* [GIVEN DATA]
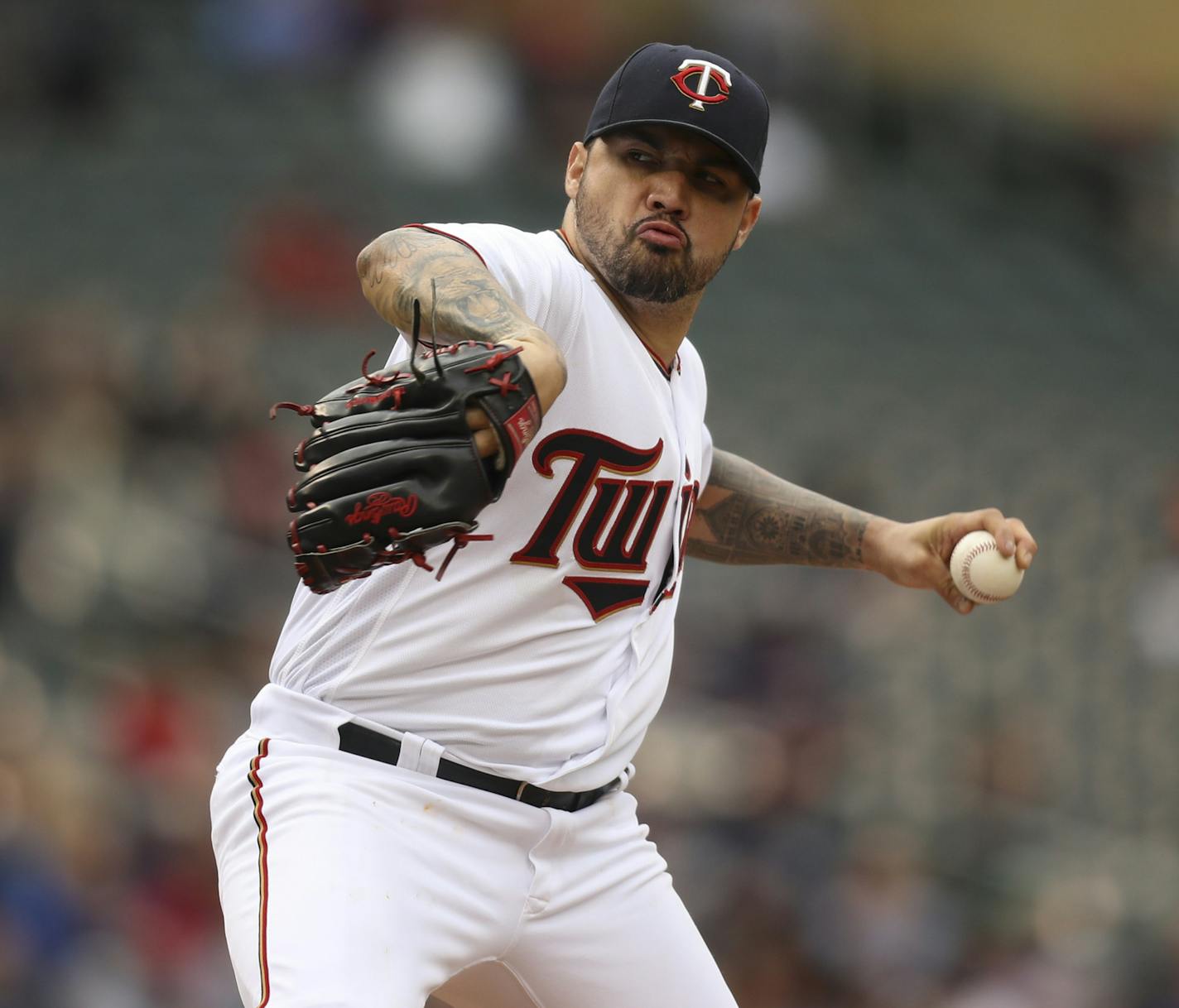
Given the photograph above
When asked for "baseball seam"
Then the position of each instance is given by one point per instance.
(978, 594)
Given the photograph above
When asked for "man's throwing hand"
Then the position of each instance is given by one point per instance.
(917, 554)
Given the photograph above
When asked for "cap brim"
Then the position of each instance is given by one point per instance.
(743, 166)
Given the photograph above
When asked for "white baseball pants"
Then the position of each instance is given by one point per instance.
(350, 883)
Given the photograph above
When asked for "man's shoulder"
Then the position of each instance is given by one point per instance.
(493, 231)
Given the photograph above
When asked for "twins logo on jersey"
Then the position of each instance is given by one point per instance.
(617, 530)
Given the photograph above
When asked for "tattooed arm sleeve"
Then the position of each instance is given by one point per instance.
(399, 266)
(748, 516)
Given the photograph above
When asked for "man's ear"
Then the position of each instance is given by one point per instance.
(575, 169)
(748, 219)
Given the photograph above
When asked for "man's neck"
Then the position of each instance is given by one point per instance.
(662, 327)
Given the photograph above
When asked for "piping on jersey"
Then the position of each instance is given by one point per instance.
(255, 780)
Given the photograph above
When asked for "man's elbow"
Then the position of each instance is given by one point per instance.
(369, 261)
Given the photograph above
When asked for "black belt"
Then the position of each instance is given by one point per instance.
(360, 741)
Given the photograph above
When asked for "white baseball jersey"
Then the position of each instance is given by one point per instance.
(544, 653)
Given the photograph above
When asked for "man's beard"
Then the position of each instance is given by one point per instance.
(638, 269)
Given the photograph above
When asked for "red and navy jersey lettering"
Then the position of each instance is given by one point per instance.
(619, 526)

* [TASK TO COMPLETE] Print the listing exactly, images excluded.

* [ANSWER BOX]
Given the photograph above
When asked for "baseball seam"
Then the position of each instance is given by one point per instance.
(978, 594)
Given the photograph above
When asked for "man's throwing hand"
Then the position of each instance is given by one point per instance.
(917, 554)
Given the photograph above
When asked for "cap brim"
Then the position of each instance is given by one point per instance.
(743, 166)
Given the photograph above
When asked for "white baseball pants"
Then the position of each instance is given by one point per instance.
(350, 883)
Given the photograph above
When asked for "man's shoulder"
Then the position of each instance is given by one point per instance.
(493, 231)
Given the photograph above
When asked for "twins logo on jersey"
Then the position of each instance is given by one point per instance.
(617, 530)
Given the photograph above
When asked for "tattooed arm sleeve"
Then the position of each instance is given by one point per instance.
(399, 266)
(748, 516)
Given the photograph above
When asked for "man's ear"
Then the position of each instance is given by one point per instance.
(575, 169)
(748, 219)
Given the photograph above
When asked for "man's neck"
Then the position of each instance is given by one point per instance.
(662, 327)
Given the photograph above
When asked for "piping on jersey"
Then the position of each instance is given by one point per instance.
(255, 780)
Given the photograph above
When asked for "man's elbow"
Then the position of each instance is given by one point per instance.
(369, 261)
Given the photograph above
When asked for "black belt"
Then the position of each instance is given by one point per instance.
(360, 741)
Given the photograph above
When asked for "white baseball jersey"
Then the position of each instance is given by one point per instance.
(544, 653)
Given the photograph above
When asked for "man's beard"
Then the position of each instance is given by one point per instance.
(638, 269)
Given the photograph above
When asked for "red and navy jersey lettering"
Then the position of each instance is given by one point per instance.
(619, 526)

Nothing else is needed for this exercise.